Set problem: Repeat exactly the lines from the one containing "the front wheel." through the last line of the records below, both included, and nothing else.

Data for this task:
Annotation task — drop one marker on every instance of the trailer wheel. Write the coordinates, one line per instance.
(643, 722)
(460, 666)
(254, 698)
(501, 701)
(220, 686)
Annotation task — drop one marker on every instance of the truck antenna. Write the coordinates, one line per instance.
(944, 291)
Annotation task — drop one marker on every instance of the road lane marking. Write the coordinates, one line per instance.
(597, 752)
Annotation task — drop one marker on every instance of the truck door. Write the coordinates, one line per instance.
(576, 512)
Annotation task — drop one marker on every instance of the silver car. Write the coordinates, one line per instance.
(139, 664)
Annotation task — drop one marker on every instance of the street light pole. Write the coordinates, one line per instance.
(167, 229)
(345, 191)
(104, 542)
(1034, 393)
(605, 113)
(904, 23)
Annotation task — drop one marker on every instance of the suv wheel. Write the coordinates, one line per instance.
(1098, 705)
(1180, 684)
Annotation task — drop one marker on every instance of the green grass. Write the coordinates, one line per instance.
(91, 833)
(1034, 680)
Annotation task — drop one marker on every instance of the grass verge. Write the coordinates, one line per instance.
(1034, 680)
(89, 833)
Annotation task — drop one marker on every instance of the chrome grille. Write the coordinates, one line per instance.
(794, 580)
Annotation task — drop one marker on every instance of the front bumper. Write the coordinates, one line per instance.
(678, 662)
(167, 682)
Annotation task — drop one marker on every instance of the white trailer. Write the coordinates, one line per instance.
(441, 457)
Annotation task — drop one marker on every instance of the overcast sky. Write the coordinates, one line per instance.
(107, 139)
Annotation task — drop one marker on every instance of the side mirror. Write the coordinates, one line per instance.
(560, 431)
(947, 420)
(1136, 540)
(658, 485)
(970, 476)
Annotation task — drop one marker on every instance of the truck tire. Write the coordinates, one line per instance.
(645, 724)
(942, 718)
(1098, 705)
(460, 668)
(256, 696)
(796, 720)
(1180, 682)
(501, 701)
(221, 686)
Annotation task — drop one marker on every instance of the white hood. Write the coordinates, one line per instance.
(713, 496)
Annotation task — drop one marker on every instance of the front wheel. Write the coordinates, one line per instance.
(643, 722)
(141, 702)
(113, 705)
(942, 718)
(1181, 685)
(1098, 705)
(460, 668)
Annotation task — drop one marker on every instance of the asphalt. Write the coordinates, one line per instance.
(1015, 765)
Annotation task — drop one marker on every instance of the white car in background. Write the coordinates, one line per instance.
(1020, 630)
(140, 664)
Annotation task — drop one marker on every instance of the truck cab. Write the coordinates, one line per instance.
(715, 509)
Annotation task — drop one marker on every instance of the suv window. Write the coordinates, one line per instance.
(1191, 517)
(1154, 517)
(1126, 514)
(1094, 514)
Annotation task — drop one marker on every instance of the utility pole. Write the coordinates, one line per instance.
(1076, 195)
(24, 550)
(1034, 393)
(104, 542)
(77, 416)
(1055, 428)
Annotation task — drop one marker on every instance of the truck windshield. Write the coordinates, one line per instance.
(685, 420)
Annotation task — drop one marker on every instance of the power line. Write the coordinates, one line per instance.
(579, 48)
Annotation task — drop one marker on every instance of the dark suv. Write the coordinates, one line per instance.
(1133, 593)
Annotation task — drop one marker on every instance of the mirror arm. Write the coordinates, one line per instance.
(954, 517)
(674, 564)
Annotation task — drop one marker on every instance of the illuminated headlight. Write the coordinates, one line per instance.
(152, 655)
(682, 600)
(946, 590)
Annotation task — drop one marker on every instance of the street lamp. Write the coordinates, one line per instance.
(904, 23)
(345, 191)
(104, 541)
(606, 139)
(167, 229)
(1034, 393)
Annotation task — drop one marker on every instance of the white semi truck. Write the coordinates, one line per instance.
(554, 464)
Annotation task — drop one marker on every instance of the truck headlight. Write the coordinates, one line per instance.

Output below:
Annotation task — drop one marker on every instance of the front wheel. Write the coordinates, one line per instance.
(643, 722)
(141, 702)
(113, 705)
(942, 718)
(1181, 685)
(1098, 705)
(460, 668)
Annotation task — drop one marker on every instance of the asphalt. Write the coordinates, one line per instance.
(1015, 765)
Annotation task — drop one marker on every instance of the white car in background. Write the coordinates, one line per instance.
(1020, 630)
(140, 664)
Annotation task — drop one marker on every instance of the truck cab. Write the coordinates, one line per instance.
(715, 509)
Annotation task — drop one marker on every instance of the suv window. Write the coordinates, one line per instance.
(1191, 517)
(1154, 517)
(1126, 514)
(1094, 514)
Annotation task — drop one marker on every instance of the utility pole. Write the coordinates, one line per instance.
(1076, 195)
(24, 550)
(1034, 393)
(104, 542)
(77, 416)
(1055, 428)
Annotation task — drop one marker on every instance of the truck windshield. Write the coordinates, one line per instance.
(685, 420)
Annotation task — drop one marker on every instance of the power line. Write the coordinates, one line per instance.
(579, 48)
Annotation task — drop one marker on every instance of the dark suv. Write the coordinates, one line per instance.
(1133, 593)
Annotation task — drop one marker on every instance of the mirror arm. Write the coordinates, one line per instance.
(954, 517)
(674, 564)
Annotation task — drop one marker on every instance of the illuminated headlight. Write the coordinates, one line per instance.
(152, 655)
(682, 600)
(946, 590)
Annotation task — drop one marker on every instance of the street lamp. Write the coordinates, one line per instance.
(904, 23)
(345, 191)
(104, 541)
(606, 139)
(167, 229)
(1034, 393)
Annotation task — drop one marker on every instance of the white semi truck. Write the coordinates, one line per instance.
(554, 464)
Annotation task — drop one marker on every instance of the truck headlight. Write the coordinates, one line per instance.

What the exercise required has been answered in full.